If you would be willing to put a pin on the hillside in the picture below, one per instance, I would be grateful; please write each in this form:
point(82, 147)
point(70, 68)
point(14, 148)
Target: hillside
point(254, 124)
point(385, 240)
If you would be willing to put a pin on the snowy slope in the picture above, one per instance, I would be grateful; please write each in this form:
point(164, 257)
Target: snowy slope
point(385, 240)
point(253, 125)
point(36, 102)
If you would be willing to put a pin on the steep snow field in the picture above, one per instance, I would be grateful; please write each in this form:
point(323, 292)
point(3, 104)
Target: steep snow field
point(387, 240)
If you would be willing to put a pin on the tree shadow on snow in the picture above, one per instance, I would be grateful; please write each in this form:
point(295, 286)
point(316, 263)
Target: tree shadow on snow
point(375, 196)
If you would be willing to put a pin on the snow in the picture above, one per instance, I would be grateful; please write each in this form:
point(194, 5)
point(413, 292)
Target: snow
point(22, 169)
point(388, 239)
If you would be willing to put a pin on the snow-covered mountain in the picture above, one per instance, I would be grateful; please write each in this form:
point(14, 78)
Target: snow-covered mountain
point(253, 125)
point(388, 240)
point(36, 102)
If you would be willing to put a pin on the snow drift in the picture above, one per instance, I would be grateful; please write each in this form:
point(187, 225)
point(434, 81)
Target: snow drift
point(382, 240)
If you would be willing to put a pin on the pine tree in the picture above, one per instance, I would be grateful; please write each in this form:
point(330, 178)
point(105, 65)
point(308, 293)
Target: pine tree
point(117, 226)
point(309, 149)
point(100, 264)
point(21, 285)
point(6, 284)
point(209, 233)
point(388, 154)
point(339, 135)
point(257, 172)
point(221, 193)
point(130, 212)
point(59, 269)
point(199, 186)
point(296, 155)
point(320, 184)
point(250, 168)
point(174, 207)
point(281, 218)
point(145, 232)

Exercise prompt
Set the entries above down once more, exactly as they stand.

Response to this task
If you would be willing to put a pin on the hillside in the picture below, one per instance, I would be grateful; please write each in this form:
point(82, 147)
point(70, 68)
point(14, 148)
Target: hillside
point(254, 124)
point(385, 240)
If you would be willing to put a pin on the snowy slope in the picture above, one per instance, I would be grateful; please write each in this form:
point(164, 257)
Target: snowy slope
point(385, 240)
point(253, 125)
point(36, 102)
If you would be willing to put a pin on the steep snow field in the picture above, one per instance, I would be grateful; please write each in this form:
point(323, 292)
point(3, 104)
Target: steep snow field
point(387, 240)
If you would be willing to put a pin on the tree shadow on snow in the picture above, one per instance, I would be grateful; please write each in this form:
point(295, 286)
point(316, 263)
Target: tree shadow on snow
point(375, 196)
If you would be willing to put a pin on the snow in the picture above, one per instance, I would be grateful; please write each in this form:
point(194, 5)
point(413, 292)
Target: snow
point(22, 169)
point(388, 239)
If you would be willing to put a pin on the snow-covered mountain in the picture above, one per instance, I would be grateful; please write each in this form:
point(14, 78)
Target: snow-covered mountain
point(253, 125)
point(388, 240)
point(36, 102)
If you would be willing to put a pin on the snow drift in the picture above, one per instance, I would be grateful; please write each in this form:
point(187, 225)
point(434, 81)
Target: snow drift
point(382, 240)
If you would be willing to put a pin on the pine tree in the picture above, one per instance, I would be grateful; please write each in this form:
point(330, 178)
point(105, 65)
point(308, 293)
Target: pine tree
point(117, 226)
point(309, 149)
point(100, 264)
point(21, 285)
point(6, 284)
point(209, 233)
point(388, 154)
point(339, 135)
point(257, 172)
point(221, 193)
point(130, 212)
point(59, 269)
point(199, 186)
point(296, 155)
point(320, 184)
point(250, 168)
point(174, 207)
point(281, 218)
point(145, 232)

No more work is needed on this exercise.